> [Your instructions]:
Write out, word for word, the lines of the records below, starting at the line containing "Locate the pier." and ending at the line containing "left=41, top=45, right=340, bottom=251", with both of those lines included.

--- start Recorded information ---

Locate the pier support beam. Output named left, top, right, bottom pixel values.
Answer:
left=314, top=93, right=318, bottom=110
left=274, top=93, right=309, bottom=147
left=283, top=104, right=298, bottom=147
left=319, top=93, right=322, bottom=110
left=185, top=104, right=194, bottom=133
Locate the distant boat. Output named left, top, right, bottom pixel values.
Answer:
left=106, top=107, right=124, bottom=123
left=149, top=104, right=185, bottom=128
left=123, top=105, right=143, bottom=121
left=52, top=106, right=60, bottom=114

--- end Recorded information ---
--- start Recorded information ---

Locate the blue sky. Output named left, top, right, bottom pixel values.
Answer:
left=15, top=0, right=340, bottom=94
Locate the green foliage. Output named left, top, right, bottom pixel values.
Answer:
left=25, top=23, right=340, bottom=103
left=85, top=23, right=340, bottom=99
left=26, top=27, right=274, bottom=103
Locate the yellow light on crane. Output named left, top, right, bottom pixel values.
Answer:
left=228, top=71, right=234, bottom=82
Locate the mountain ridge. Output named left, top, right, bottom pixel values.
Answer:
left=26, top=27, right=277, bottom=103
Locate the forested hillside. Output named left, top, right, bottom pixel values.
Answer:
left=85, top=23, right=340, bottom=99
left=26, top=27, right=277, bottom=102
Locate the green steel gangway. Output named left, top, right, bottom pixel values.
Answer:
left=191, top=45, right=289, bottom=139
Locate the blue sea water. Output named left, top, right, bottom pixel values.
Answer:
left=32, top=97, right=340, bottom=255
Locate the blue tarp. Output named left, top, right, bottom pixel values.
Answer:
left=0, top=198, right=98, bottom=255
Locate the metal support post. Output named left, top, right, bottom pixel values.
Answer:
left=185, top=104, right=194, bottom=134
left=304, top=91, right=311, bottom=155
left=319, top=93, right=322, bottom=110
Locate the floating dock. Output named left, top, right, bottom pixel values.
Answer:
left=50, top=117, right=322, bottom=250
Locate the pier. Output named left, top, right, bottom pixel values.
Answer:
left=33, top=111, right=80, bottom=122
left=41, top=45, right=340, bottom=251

--- end Recorded information ---

> [Task response]:
Locate the pier. Output named left, top, right, bottom pixel values.
Answer:
left=33, top=111, right=80, bottom=122
left=41, top=45, right=340, bottom=251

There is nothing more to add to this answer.